[[ Page text, beginning ]]

But while the Assad regime was known to work together closely with Hezbollah on intelligence gathering, battlefield coordination, and running detention facilities, the specifics of the coordination in the wake of the pager attacks had not been known, he said.
The pager attacks were a prelude to a series of crushing attacks by Israel that left Hezbollah’s top leadership decimated, and ultimately fueled the collapse of the Assad regime less than three months later.
Medical Transfers
By early morning on September 18, the communications show, a dozen Hezbollah members and civilians wounded in the explosions had been transferred to Syria for treatment. They were the first of what would become a long list.
Over the next two days, ambulances continued to cross from Lebanon via Syria’s Jdeidet Yabous, a village near the border, about 45 kilometers west of Damascus. Almost 100 wounded people were transported into the country on September 19 and 20, the messages show.
Road between the Lebanese-Syrian border and Damascus.
The messages indicate that some of those transferred from Lebanon were Hezbollah personnel, but their identities are not revealed in the communications.
The messages say that some people were transported by ambulances from Lebanon’s Civil Defense, though the directorate denied to Daraj that it was involved in the transfers. Ambulances run by the Syrian Arab Red Crescent transported some patients, as did vehicles from Hezbollah’s Islamic Health Association, the memos show.
Contacted by reporters, the Syrian Arab Red Crescent said it had transported a number of wounded, but that the people they transferred were unarmed. In keeping with a general policy of assisting people without discrimination, they were not asked about their identities or affiliations, the organization said.
Around 120 people had been transferred to Syria by September 22, including a nine-year-old child and an 11-year-old child, the communications show. Wounds to the eyes, chest, limbs, jaw, face, and abdomen were recorded.
Security Measures
Around midnight on the night between September 19 and 20, a Branch 227 patrol arrived at the Tishreen Military Hospital in Damascus, where many of the wounded had been taken. Strict security protocols were put in place.
“Do not take the names of the wounded at the main door, but rather in the emergency department,” one message read.
Another memo said that only visitors approved by Hezbollah, Syrian intelligence, and the Iranian embassy were allowed to enter. Some cables suggested that the information should be copied to the “liaison officer” of the “friends.”
In one memo, dated October 2, Branch 227 said it had stepped up its security presence at the Tishreen hospital and were searching and checking everyone entering the hospital. They also recorded the names of the visitors to the “wounded friends” in coordination with their representatives.
Joseph Daher, a researcher and author on the Middle East, said those security fears were well justified. Israel had launched multiple attacks on Syrian territory throughout the year, and stepped up its strikes on Hezbollah and Iranians inside Syria between the summer and the ceasefire agreement with Lebanon in November.
A pager that exploded in Beirut, Lebanon.
Those hazards could help account for the fact that the number of medical transfers into Syria was relatively small compared to thousands wounded in the attacks.
“For the Hezbollah officials, soldiers, and other members seeking refuge, Syria was less and less of an option — or at least remained a danger,” Daher said.
In the weeks after the pager attacks, Syrian intelligence sent messages closely monitoring the ongoing Israeli air strikes in Lebanon, including the reported death tolls and the types of aircraft used.
The last communication in the files comes on December 1, noting the transfer of a “martyr” from Lebanon to Syria.
A week later, Syrian rebels were able to storm across the country and enter Damascus, putting an end to over a half-century of Assad family rule.

[[ Page text, end ]]
[[ Data supplied, beginning ]]

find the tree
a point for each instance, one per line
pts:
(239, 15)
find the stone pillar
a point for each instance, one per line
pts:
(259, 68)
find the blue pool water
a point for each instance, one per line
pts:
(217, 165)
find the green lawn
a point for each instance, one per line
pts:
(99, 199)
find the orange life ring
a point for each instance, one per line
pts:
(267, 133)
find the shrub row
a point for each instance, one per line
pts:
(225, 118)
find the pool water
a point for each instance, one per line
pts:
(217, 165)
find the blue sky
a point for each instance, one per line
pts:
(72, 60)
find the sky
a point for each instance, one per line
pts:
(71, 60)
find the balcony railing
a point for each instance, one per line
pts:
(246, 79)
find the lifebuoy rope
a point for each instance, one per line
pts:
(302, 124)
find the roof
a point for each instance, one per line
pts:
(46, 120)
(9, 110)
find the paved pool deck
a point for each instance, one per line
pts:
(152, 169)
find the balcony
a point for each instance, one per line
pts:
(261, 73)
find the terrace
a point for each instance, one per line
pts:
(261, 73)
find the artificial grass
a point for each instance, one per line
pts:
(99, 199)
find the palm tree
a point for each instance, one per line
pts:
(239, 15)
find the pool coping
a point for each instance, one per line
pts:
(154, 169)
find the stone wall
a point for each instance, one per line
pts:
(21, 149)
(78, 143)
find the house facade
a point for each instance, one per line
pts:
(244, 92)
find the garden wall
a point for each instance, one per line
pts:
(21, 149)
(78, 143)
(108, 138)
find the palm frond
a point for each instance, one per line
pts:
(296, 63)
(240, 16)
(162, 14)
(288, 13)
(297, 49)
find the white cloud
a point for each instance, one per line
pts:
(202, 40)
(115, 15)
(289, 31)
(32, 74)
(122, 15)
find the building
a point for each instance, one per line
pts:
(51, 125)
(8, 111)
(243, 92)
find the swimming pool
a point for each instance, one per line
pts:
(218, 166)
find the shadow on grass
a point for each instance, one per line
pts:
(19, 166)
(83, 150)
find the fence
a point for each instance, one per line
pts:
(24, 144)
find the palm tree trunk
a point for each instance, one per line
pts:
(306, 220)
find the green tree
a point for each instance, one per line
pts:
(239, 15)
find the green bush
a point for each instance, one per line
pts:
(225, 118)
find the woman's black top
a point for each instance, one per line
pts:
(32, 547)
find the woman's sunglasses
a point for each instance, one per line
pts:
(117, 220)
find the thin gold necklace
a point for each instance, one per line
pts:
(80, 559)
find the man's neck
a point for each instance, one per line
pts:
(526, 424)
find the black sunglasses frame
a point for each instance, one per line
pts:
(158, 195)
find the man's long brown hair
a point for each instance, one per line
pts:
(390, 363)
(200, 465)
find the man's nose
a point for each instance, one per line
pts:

[[ Data supplied, end ]]

## Exercise 1
Reproduce everything in the article on the pager-attack transfers from "The pager attacks were" down to "border and Damascus.".
## Exercise 2
Answer these questions using the article on the pager-attack transfers:
(a) Through which border village did ambulances cross from Lebanon into Syria?
(b) At which hospital did a Branch 227 patrol arrive around midnight between September 19 and 20?
(c) On what date is the last communication in the files?
The entries above were drawn from a separate source.

## Solution 1
The pager attacks were a prelude to a series of crushing attacks by Israel that left Hezbollah’s top leadership decimated, and ultimately fueled the collapse of the Assad regime less than three months later.
Medical Transfers
By early morning on September 18, the communications show, a dozen Hezbollah members and civilians wounded in the explosions had been transferred to Syria for treatment. They were the first of what would become a long list.
Over the next two days, ambulances continued to cross from Lebanon via Syria’s Jdeidet Yabous, a village near the border, about 45 kilometers west of Damascus. Almost 100 wounded people were transported into the country on September 19 and 20, the messages show.
Road between the Lebanese-Syrian border and Damascus.

## Solution 2
(a) Jdeidet Yabous
(b) The Tishreen Military Hospital in Damascus
(c) December 1